* [Work instructions]: From the line that contains "Where can you see the faded" through the closing line of the entries, write out each line exactly; pictures stay out.

* [Records shown]:
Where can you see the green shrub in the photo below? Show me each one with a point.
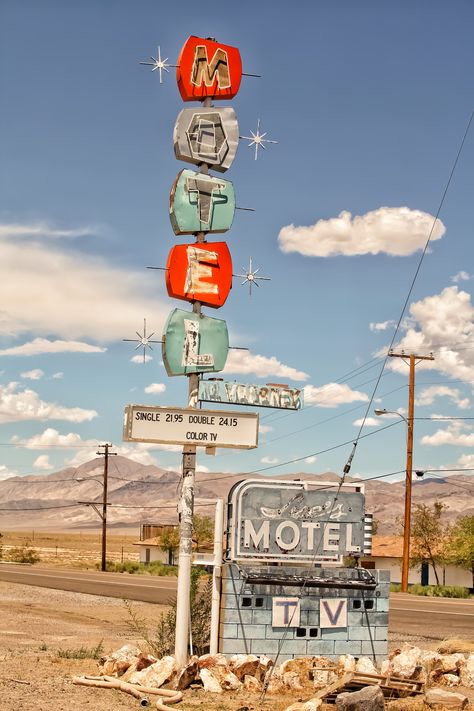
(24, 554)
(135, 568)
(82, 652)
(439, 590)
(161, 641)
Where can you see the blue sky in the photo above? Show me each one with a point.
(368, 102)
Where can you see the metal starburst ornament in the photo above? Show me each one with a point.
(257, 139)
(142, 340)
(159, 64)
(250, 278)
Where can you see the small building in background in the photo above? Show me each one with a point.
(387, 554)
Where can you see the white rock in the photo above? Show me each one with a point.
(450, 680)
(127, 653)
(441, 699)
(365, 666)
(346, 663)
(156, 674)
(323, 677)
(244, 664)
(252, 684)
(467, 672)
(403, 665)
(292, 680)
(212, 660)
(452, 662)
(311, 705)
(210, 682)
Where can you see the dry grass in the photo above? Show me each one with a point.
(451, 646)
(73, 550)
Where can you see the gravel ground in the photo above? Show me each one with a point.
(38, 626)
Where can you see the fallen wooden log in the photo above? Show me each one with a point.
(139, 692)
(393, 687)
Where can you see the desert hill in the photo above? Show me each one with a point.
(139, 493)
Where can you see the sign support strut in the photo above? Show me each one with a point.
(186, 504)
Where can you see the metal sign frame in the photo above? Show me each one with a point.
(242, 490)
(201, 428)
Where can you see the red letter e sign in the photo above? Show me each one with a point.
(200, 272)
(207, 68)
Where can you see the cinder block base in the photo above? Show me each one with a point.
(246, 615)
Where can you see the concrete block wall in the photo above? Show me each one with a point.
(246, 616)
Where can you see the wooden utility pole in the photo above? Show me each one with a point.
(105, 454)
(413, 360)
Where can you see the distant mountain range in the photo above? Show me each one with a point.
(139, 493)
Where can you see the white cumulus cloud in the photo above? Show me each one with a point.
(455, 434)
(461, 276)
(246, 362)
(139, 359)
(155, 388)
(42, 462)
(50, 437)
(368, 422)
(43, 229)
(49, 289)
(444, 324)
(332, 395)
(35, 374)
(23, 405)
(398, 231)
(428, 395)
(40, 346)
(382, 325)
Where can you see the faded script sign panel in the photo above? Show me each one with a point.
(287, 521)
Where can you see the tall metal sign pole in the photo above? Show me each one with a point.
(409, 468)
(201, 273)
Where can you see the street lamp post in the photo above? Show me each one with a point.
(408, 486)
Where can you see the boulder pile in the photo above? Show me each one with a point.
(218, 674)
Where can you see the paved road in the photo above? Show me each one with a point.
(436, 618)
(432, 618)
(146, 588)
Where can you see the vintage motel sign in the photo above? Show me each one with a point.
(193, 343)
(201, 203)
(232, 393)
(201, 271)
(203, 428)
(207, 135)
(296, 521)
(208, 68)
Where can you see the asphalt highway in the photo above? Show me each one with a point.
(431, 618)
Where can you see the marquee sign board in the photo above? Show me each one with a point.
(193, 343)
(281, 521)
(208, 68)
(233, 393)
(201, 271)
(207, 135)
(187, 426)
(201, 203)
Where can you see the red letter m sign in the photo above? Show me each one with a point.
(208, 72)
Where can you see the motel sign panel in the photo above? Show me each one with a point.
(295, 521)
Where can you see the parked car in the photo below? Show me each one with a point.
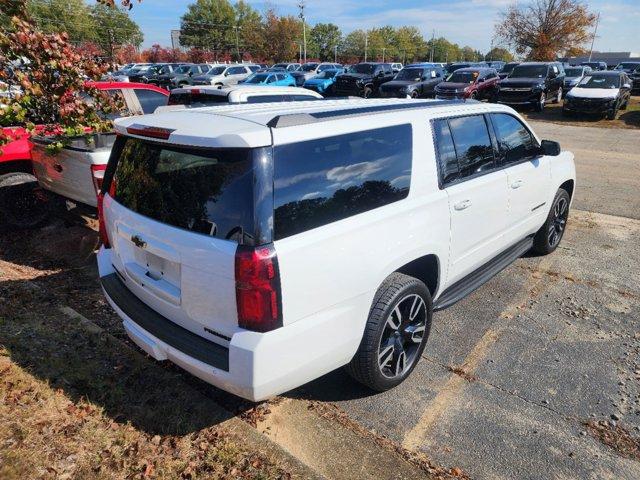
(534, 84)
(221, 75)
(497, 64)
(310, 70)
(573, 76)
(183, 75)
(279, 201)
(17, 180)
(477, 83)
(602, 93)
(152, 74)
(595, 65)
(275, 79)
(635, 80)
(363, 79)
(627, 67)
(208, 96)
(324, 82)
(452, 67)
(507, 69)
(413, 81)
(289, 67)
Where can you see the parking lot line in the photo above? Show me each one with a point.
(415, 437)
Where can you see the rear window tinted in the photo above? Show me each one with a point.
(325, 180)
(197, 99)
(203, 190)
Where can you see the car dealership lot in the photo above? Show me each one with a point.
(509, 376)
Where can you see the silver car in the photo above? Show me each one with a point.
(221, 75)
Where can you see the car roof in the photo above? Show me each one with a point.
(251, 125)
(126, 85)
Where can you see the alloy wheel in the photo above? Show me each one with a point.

* [Task response]:
Where can you see the faded script sign panel in the photo above? Show me each one with a point.
(287, 521)
Where can you see the tall metal sign pole in the photo above? Show me each one with a point.
(409, 468)
(201, 273)
Where can you see the street lamp post in the photo above? Show me each one with a point.
(408, 486)
Where can you see the boulder pile in the photo above? Show me each one with a point.
(218, 674)
Where can you see the paved road in the photo above? Show me each one with a point.
(436, 618)
(432, 618)
(146, 588)
Where can you see the vintage motel sign in the photo above? Show me each one with a point.
(193, 343)
(201, 203)
(232, 393)
(201, 271)
(203, 428)
(207, 135)
(296, 521)
(208, 68)
Where can you see the asphalt highway in the photo above? Show me each one with a point.
(431, 618)
Where can you see the marquee sign board in the photo above? Show me each one with a point.
(193, 343)
(281, 521)
(208, 68)
(233, 393)
(201, 271)
(207, 135)
(187, 426)
(201, 203)
Where can you see the red letter m sign in the photo above? Show me each one with a point.
(208, 72)
Where can you see the motel sign panel in the photo above? Show me each one with a point.
(295, 521)
Where can you see the parked car in the photo below? Show me each one with a point.
(534, 84)
(221, 75)
(497, 64)
(310, 70)
(573, 76)
(183, 75)
(279, 201)
(17, 180)
(477, 83)
(602, 93)
(152, 74)
(595, 65)
(275, 79)
(635, 80)
(363, 79)
(627, 67)
(208, 96)
(324, 82)
(452, 67)
(507, 69)
(413, 81)
(289, 67)
Where can you see the parking lot line in the photo above? Show me each one with a point.
(415, 437)
Where can you see the rear window tinted in the photo above? Show me each one with a point.
(325, 180)
(197, 99)
(203, 190)
Where can you see the car dealership lot in the photo above? Show me each one with a point.
(509, 376)
Where can you see the silver car in the photo above? Show me each one with a point.
(221, 75)
Where can you see the car roof in the photo above? Show me each one with a point.
(251, 125)
(126, 85)
Where can you see the alloy wheel in the photo above? Show me each one with a point.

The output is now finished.